#### TO DO:
A: Rewrite the paragraph of the CMMS passage below that begins "Ways to use a CMMS" as a bulleted list, keeping its main facts.
B: For each statement below, state whether it agrees with the CMMS passage, answering yes or no and quoting the deciding words: (i) The most common MicroMain add-on is a web request module. (ii) Preventive maintenance can be scheduled only by calendar. (iii) The web request module limits how many people can request work.
C: Extend the CMMS passage below, picking up after its final sentence.

#### SELECTED EXTRACT:
** Start **
The CMMS review defines your requirements including goals, expectations, any hardware you may need, timelines, and you want to choose a CMMS where its main components fit your requirements. Make sure the software includes the main functionality you’re looking for today as well as any features you may need in the future. Keep in mind this is a long-term investment and you’ll be using these tools for many years to come. Another thing to consider is add-on functionality that may be important with the initial purchase, or you may want to add down the road. MicroMain offers some add-ons with the most common being a web request module which allows unlimited people to request work from a webpage with mobile functionality for creating or updating work orders on a smartphone or tablet. These are all things to consider.
Ways to use a CMMS. There are several different ways here. Create work orders to track and report on services: who does the work, parts used out of your inventory and other costs like materials or rent equipment to do the job. Preventive maintenance management: set up your PMs either calendar-based (daily/weekly/monthly/yearly) or meter-based (based off an odometer or hour meter). Asset management: every asset is like a room, building, office, any equipment assets like air handlers or other equipment you maintain. Parts inventory: parts you keep in your stock room. You keep up with their suppliers, cost, min-max levels. You don’t have to have a lot of money sitting on your shelf. Purchase orders: you can use to order parts, services, or assets. Inspections: routine tasks such as property or building inspections along with any equipment inspection. Fleet management: such as vehicles, trucks, and forklifts. You want to generate reports out of the system, keep up with any contracts and all your suppliers and vendors and all that information within the system.
** End **
#### RECORDED INFORMATION:
** Start **
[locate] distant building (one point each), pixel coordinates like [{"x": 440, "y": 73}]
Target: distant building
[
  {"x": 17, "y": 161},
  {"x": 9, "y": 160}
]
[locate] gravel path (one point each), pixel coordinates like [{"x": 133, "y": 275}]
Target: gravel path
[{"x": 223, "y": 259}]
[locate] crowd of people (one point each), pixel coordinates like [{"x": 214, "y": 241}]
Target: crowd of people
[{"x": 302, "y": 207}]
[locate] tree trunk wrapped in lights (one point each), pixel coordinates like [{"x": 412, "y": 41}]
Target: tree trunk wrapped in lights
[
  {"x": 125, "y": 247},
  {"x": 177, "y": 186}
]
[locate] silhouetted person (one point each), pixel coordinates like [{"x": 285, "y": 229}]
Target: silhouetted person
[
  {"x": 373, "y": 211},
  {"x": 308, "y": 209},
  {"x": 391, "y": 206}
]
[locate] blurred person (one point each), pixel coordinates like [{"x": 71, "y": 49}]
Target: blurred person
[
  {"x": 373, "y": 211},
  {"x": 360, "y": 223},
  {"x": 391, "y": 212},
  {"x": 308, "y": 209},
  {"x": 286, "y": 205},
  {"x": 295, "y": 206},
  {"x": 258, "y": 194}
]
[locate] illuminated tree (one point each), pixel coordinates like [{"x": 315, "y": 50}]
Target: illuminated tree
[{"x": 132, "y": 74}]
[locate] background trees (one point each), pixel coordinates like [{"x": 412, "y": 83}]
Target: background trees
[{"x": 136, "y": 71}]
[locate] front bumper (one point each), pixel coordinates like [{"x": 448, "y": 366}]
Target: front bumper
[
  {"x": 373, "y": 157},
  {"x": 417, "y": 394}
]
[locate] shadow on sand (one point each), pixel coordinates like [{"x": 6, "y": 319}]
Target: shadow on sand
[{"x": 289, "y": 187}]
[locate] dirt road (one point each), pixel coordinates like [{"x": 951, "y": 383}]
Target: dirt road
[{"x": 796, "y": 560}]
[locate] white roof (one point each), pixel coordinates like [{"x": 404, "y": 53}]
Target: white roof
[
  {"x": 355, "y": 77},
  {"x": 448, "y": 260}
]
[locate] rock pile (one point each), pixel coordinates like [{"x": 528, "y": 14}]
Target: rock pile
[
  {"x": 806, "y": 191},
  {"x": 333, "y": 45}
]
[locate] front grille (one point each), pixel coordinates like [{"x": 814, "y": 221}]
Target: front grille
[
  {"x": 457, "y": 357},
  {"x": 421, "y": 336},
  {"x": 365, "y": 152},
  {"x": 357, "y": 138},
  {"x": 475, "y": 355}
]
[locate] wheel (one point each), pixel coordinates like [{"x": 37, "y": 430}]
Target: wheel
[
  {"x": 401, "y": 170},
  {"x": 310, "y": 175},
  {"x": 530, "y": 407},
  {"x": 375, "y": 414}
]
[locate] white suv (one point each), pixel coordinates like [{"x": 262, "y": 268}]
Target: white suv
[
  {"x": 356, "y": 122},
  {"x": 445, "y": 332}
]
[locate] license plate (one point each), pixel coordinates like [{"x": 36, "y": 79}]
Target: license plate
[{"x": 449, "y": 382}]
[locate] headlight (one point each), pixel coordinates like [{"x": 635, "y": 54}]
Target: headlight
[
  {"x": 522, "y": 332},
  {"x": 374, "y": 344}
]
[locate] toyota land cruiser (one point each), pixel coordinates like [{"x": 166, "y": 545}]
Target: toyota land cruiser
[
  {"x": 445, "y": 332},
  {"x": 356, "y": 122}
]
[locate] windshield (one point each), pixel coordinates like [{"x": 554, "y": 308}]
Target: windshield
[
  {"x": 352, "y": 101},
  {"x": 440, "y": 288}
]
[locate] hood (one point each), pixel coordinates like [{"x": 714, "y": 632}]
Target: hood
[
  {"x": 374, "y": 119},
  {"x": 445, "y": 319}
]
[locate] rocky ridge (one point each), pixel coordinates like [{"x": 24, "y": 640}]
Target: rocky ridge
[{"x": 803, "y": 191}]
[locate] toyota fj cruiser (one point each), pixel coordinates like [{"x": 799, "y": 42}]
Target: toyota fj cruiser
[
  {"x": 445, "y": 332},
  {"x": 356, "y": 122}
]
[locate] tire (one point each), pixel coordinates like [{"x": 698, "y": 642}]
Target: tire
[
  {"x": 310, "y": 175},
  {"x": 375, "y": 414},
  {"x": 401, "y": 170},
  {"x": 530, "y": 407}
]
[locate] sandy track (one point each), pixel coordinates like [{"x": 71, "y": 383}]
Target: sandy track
** End **
#### WRITTEN RESPONSES:
A:
- Work orders: track and report on services, including who does the work, parts used from inventory, and other costs such as materials or rented equipment.
- Preventive maintenance management: PMs are set up either calendar-based (daily, weekly, monthly, yearly) or meter-based (from an odometer or hour meter).
- Asset management: assets include rooms, buildings, offices, and maintained equipment such as air handlers.
- Parts inventory: parts kept in the stock room, with their suppliers, costs, and min-max levels, so that less money sits on the shelf.
- Purchase orders: used to order parts, services, or assets.
- Inspections: routine property, building, and equipment inspections.
- Fleet management: vehicles, trucks, and forklifts.
- Reports and records: reports are generated from the system, and contracts, suppliers, and vendors are all tracked within it.

B:
(i) Yes: "MicroMain offers some add-ons with the most common being a web request module"
(ii) No: "either calendar-based (daily/weekly/monthly/yearly) or meter-based (based off an odometer or hour meter)"
(iii) No: "allows unlimited people to request work from a webpage"

C:
The implementation process: you want to identify your needs, research and contact vendors, schedule web demos, and choose a vendor. We’re going to be talking about the pre-implementation, implement and then review. Here’s another question. What is your primary concern? I’ll give you a few seconds here to go through it, check off and submit. Some could be work order management, response to corrective maintenance, reporting on maintenance activities or preventive maintenance. Another five seconds, and I’ll skip to the results. Here is a little bar graph. Looks like most of you are concerned with work order management and then preventive maintenance right behind that. Part of the next slide here. The eight steps to successful CMMS implementation. First one here, take inventory/do your homework. Review your buildings, equipment, parts, labor, vehicles you want to track with the system. Consider any unique situations you may have. Many implementations fail because the database isn’t properly set up. Take the time to identify what you want to maintain or report on at your facility. Do that homework upfront and save you that headache down the road. Move on to the second one. You want to pull together your PM’s. Schedule PM’s based on what you know is necessary to keep them up and running. One of the main sources of cost savings from a CMMS is through managing PM’s and inspections to reduce failures, emergencies and increase the usable life of assets. Every equipment manufacturer has recommended maintenance schedules, but no one knows better than you what’s necessary to keep your equipment up and running. Go on to the next slide here. Number three, you want to consult with your IT department.
Even if you implement a hosted solution, you may still need support from your IT to ensure your network can deliver good performance at peak times. Decide who’s going to provide support when issues arrive and understanding the components of your CMMS will help you isolate and avoid delays when problems occur. You want to consult with your IT department or group upfront to determine if your company wants to either purchase an on premise version installed at your site or go with software as a service solution or hosted solution otherwise known as SAS where it’s hosted by the vendor, and you access the software online through a web browser. Both options have pros and cons. Your IT department can help you decide which is best for your organization. Number four, prepare your data. Clean up your incoming data to get you up and running faster.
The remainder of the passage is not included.